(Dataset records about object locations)
==========

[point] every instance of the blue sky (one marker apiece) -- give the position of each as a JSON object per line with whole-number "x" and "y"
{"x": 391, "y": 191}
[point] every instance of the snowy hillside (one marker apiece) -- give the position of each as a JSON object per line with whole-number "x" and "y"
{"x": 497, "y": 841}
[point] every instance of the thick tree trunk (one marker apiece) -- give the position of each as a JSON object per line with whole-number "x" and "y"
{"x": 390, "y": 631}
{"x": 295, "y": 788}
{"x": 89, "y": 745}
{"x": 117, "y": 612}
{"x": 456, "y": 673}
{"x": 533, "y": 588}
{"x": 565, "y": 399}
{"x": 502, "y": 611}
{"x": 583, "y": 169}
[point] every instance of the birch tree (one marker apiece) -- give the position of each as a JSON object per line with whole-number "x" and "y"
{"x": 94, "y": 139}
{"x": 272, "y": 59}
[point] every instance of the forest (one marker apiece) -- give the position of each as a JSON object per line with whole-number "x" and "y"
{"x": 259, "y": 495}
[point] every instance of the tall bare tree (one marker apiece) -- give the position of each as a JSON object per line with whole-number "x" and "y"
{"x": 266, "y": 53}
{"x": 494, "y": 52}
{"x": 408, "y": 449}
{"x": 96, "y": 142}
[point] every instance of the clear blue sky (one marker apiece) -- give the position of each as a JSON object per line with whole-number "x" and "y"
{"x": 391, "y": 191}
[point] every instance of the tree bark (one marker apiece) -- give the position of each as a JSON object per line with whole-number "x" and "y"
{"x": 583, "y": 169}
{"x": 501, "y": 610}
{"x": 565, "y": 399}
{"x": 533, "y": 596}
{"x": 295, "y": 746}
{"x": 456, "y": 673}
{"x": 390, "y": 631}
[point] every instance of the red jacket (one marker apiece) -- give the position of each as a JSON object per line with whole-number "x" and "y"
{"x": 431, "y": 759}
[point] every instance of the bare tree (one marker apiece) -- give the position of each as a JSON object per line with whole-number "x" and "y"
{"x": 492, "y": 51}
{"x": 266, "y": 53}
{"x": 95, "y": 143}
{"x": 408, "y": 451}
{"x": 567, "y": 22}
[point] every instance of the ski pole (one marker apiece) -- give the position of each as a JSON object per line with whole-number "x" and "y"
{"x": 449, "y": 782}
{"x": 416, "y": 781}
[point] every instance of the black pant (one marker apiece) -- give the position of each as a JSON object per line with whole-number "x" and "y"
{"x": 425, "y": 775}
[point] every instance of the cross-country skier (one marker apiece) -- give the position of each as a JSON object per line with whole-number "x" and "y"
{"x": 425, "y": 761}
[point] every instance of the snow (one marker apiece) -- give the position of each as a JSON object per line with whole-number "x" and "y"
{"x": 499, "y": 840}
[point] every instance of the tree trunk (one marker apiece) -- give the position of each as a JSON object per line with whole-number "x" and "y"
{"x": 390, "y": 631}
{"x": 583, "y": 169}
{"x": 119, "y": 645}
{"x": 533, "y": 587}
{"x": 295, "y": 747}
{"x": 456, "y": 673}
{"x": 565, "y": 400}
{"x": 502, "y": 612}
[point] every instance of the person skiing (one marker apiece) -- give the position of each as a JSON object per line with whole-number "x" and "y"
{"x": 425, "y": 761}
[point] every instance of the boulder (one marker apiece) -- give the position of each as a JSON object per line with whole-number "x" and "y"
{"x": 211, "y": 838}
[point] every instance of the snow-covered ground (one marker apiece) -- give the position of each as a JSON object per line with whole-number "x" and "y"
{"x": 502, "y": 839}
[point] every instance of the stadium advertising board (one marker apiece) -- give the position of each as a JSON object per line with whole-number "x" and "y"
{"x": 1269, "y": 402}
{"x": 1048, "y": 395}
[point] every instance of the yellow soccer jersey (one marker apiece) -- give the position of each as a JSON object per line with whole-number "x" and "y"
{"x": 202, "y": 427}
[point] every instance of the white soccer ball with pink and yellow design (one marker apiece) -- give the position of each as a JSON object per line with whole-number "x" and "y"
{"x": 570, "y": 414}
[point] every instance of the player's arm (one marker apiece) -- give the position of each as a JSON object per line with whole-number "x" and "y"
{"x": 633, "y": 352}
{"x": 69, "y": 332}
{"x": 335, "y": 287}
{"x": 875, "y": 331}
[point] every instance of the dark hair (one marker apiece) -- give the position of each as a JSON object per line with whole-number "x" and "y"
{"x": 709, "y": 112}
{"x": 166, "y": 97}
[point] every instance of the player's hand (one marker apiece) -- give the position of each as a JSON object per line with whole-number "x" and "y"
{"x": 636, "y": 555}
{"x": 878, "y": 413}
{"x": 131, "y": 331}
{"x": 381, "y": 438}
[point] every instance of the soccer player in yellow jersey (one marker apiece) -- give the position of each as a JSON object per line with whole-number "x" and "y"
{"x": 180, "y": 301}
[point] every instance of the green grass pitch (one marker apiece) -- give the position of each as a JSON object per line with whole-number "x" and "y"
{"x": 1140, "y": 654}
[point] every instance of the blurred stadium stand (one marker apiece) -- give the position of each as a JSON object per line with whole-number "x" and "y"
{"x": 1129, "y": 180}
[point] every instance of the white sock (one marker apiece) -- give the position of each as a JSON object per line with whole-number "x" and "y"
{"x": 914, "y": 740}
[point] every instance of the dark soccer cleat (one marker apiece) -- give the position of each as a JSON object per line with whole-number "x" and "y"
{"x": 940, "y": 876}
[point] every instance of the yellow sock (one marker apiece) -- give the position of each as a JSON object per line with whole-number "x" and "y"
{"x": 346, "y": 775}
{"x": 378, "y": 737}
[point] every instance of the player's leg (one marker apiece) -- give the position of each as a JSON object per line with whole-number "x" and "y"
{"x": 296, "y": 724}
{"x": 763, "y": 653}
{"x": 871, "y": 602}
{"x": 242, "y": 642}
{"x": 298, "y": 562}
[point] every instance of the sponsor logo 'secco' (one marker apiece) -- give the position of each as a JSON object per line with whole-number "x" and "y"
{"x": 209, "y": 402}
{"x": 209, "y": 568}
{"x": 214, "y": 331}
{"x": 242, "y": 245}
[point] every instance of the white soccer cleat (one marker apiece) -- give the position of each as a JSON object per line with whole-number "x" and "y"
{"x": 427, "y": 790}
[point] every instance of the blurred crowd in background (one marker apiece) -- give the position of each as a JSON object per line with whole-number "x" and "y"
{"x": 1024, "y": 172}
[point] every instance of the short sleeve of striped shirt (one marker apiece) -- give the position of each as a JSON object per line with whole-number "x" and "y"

==========

Copy out each line exactly as written.

[point] every instance of the blue sky (one marker apiece) -- give the position of each as a JSON object per line with whole-number "x" and "y"
{"x": 391, "y": 191}
[point] every instance of the snowy hillside (one marker apiece) -- give the position of each as a JSON object per line with whole-number "x" and "y"
{"x": 497, "y": 841}
[point] every instance of the thick tree trunk (one marker apiece) -- give the position of each as a JSON object per line with whole-number "x" and "y"
{"x": 390, "y": 631}
{"x": 295, "y": 788}
{"x": 89, "y": 745}
{"x": 117, "y": 612}
{"x": 456, "y": 673}
{"x": 533, "y": 588}
{"x": 565, "y": 399}
{"x": 502, "y": 611}
{"x": 583, "y": 169}
[point] every instance of the birch tree (one marker apiece) -- give the position of each as a JSON object per line with whole-number "x" and "y"
{"x": 94, "y": 139}
{"x": 272, "y": 59}
[point] every instance of the forest (one marker apiece) -- give the position of each as a JSON object per line with whole-number "x" and "y"
{"x": 259, "y": 495}
[point] every instance of the tall bare tree (one marker apiece) -- give the position of each as a JSON object per line with whole-number "x" and "y"
{"x": 266, "y": 53}
{"x": 494, "y": 52}
{"x": 408, "y": 449}
{"x": 96, "y": 142}
[point] every instance of the clear blue sky (one marker apiece) -- give the position of each as a JSON object per line with whole-number "x" and "y"
{"x": 391, "y": 191}
[point] every instance of the tree bark (one marker apiece) -- give the position of each as a JSON object per line with whole-number "x" and "y"
{"x": 583, "y": 169}
{"x": 501, "y": 610}
{"x": 565, "y": 399}
{"x": 533, "y": 596}
{"x": 295, "y": 746}
{"x": 456, "y": 673}
{"x": 390, "y": 631}
[point] every instance of the red jacket (one marker apiece) -- give the position of each as a JSON object per line with whole-number "x" and "y"
{"x": 431, "y": 759}
[point] every instance of the bare tree (one marker apiece) -- give the position of each as a JSON object per line with whole-number "x" and "y"
{"x": 492, "y": 51}
{"x": 266, "y": 53}
{"x": 95, "y": 143}
{"x": 408, "y": 451}
{"x": 567, "y": 22}
[point] every instance of the ski pole (one marker apiece) -- give the position of each as a JSON object per line with whole-number "x" and "y"
{"x": 449, "y": 782}
{"x": 416, "y": 781}
[point] every instance of the black pant (one marker apiece) -- give the position of each as a JSON object per line with whole-number "x" and "y"
{"x": 425, "y": 775}
[point] every instance of the cross-country skier (one marker apiece) -- give the position of each as a JSON object per line with whole-number "x" and "y"
{"x": 425, "y": 761}
[point] every instance of the snow (one marker apiece) -- give the position of each as a JSON object per line with whole-number "x" and "y"
{"x": 499, "y": 840}
[point] every instance of the tree trunk (one marker apiece) -- give the position of each as a JSON object per line with whole-number "x" and "y"
{"x": 390, "y": 631}
{"x": 583, "y": 169}
{"x": 119, "y": 645}
{"x": 533, "y": 587}
{"x": 295, "y": 747}
{"x": 456, "y": 673}
{"x": 565, "y": 400}
{"x": 502, "y": 612}
[point] every instance of the person skiing (one marker apiece) -- give the position of each as a JSON object per line with whole-number "x" and "y"
{"x": 425, "y": 761}
[point] every instance of the boulder (one marker apiece) -- give the position of each as a JSON object per line with whole-number "x" and "y"
{"x": 211, "y": 838}
[point] every instance of the snow-covered ground (one marker apiece) -- give the position of each as a JSON object per line with whole-number "x" and "y"
{"x": 502, "y": 839}
[point] every instance of the stadium advertising board (one marker apiece) -- give the position of each as a JSON object per line with whole-number "x" and "y"
{"x": 1269, "y": 402}
{"x": 1048, "y": 395}
[point] every instance of the yellow soccer jersey (one marker apiece) -- give the position of each as a JSON object per line with whole-number "x" and "y"
{"x": 202, "y": 427}
[point] every instance of the white soccer ball with pink and yellow design (one marker apiece) -- give the position of each as a JSON object per line with whole-number "x" and "y"
{"x": 570, "y": 414}
[point] every instance of the player's arm (one marker apiece) -- give the position of each as a JSON object per line with whole-number "x" and "y"
{"x": 633, "y": 352}
{"x": 69, "y": 332}
{"x": 335, "y": 287}
{"x": 875, "y": 331}
[point] every instance of the dark hair (one marker apiece) -- give the position of each as a JSON object per line with whole-number "x" and "y"
{"x": 709, "y": 112}
{"x": 166, "y": 97}
[point] every instance of the player's hand (one marker apiece) -- give the position of each as a JSON object per line with whole-number "x" and "y"
{"x": 636, "y": 555}
{"x": 878, "y": 413}
{"x": 131, "y": 331}
{"x": 381, "y": 438}
[point] every instance of the soccer player in yellow jersey (one marker apiece) -- give the position of each as a JSON object per line with whole-number "x" and "y"
{"x": 180, "y": 301}
[point] every instance of the green grass pitch (one marker apiece) -- give the position of each as a JSON object per line with whole-number "x" and "y"
{"x": 1140, "y": 654}
[point] every instance of the blurred stadium stand (one marker apiece) -- give the position of each as a JSON object per line with whole-number "x" and "y"
{"x": 1129, "y": 180}
[point] every instance of the white sock (one marker apiece) -- give the position of each as a JSON object per line with whole-number "x" and "y"
{"x": 914, "y": 740}
[point] every instance of the dark soccer cleat (one marker apiece) -- give the position of each as a JSON object per line with whole-number "x" and "y"
{"x": 940, "y": 876}
[point] every instance of the yellow sock (one marker apiece) -- give the position of each as a JSON object per line with whole-number "x" and "y"
{"x": 346, "y": 775}
{"x": 378, "y": 737}
[point] every instance of the player's leg (one marker apiece) -- give the position of each as a JSON object per line with whole-number "x" and "y"
{"x": 296, "y": 724}
{"x": 763, "y": 653}
{"x": 871, "y": 602}
{"x": 242, "y": 642}
{"x": 298, "y": 562}
[point] every instance of the sponsor logo 'secco' (one marker apiece) -- give the position of each as a JSON object per line with whole-number "x" and "y"
{"x": 209, "y": 402}
{"x": 209, "y": 568}
{"x": 214, "y": 331}
{"x": 242, "y": 245}
[point] every instance of the white soccer cleat (one marker apiece) -- give the position of each as a JSON object per line with whole-number "x" and "y"
{"x": 427, "y": 790}
[point] every instance of the blurred crowd in background (one marker apiece) -- give the position of each as a JSON object per line with whole-number "x" and "y"
{"x": 1024, "y": 172}
[point] every instance of the short sleeve of striped shirt (one marker apiece) -- give the position of each as a JSON object per line with whole-number "x" and "y"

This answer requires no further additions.